### [EXERCISE OBJECTIVE]
Copy out the comment below on angels and miracles in full, word for word.

Michael - Those strings would still be part of the physical multiverse so I wouldn't equate these finite spiritual beings with anything physical.

I think another important thing at issue is whether or not miracles are possible, which, from God's side, clearly they are. Also, from the side of nature, they could be if God has thus ordained so. Some would claim that certain principles involving the uniformity of nature and its laws could be violated if such as miracles or angels were, allowed in , so to speak. But a violation implies that someone or something has exceeded the limits of their authority. Thus, for God, there are no limits. For angels, both good and bad, there are limits. What those limits are, I don't really know but insofar as the good angels are finite, personal spiritual beings and are naturally invisible, I'd suspect their visible manifestation in a physical realm might only come when they are acting as God's messengers, from his volition and not merely their own, and this would hold for any appearance in any string theory dimension or multiverse level, such appearances seeming beyond the limits of their authority.

### [PROVIDED INFORMATION]
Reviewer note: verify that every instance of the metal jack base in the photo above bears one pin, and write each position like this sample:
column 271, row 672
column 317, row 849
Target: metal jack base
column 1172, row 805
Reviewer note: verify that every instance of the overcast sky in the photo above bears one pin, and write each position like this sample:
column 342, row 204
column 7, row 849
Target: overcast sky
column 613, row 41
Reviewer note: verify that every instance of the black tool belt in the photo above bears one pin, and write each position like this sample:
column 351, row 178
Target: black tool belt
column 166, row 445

### [SOLUTION FOR THIS EXERCISE]
Michael - Those strings would still be part of the physical multiverse so I wouldn't equate these finite spiritual beings with anything physical.

I think another important thing at issue is whether or not miracles are possible, which, from God's side, clearly they are. Also, from the side of nature, they could be if God has thus ordained so. Some would claim that certain principles involving the uniformity of nature and its laws could be violated if such as miracles or angels were, allowed in , so to speak. But a violation implies that someone or something has exceeded the limits of their authority. Thus, for God, there are no limits. For angels, both good and bad, there are limits. What those limits are, I don't really know but insofar as the good angels are finite, personal spiritual beings and are naturally invisible, I'd suspect their visible manifestation in a physical realm might only come when they are acting as God's messengers, from his volition and not merely their own, and this would hold for any appearance in any string theory dimension or multiverse level, such appearances seeming beyond the limits of their authority.